Opened 5 years ago
Last modified 9 days ago
#16221 new enhancement
Investigate WebRTC with TCP-ICE and hidden services
| Reported by: | mikeperry | Owned by: | tbb-team |
|---|---|---|---|
| Priority: | Medium | Milestone: | |
| Component: | Applications/Tor Browser | Version: | |
| Severity: | Normal | Keywords: | |
| Cc: | leif@…, gk, arthuredelstein, intrigeri, ln5, dmr | Actual Points: | |
| Parent ID: | Points: | ||
| Reviewer: | Sponsor: |
Description (last modified by )

*****

* _Short task 1_
Count the lines in the entries that contain the string "green".

* _Excerpts of location labeling data_
*****

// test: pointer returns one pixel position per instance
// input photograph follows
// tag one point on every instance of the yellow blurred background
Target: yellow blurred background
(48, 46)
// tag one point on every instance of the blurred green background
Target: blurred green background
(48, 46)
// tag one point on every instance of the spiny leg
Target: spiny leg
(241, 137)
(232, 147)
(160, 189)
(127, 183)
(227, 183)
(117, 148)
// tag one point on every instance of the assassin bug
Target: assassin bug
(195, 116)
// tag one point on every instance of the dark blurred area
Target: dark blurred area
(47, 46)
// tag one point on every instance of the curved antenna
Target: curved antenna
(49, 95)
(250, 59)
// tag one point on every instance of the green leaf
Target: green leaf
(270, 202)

*****

* _Short task 2_
Decide whether each statement matches the Tor Browser ticket: (a) the ticket is classed as an enhancement; (b) the ticket was last modified 5 years ago; (c) the ticket concerns WebRTC with hidden services. Answer yes or no for each, and quote the ticket's words that settle it.

* _Result 1_
4

* _Result 2_
(a) Yes: "#16221 new enhancement"
(b) No: "Last modified 9 days ago"
(c) Yes: "Investigate WebRTC with TCP-ICE and hidden services"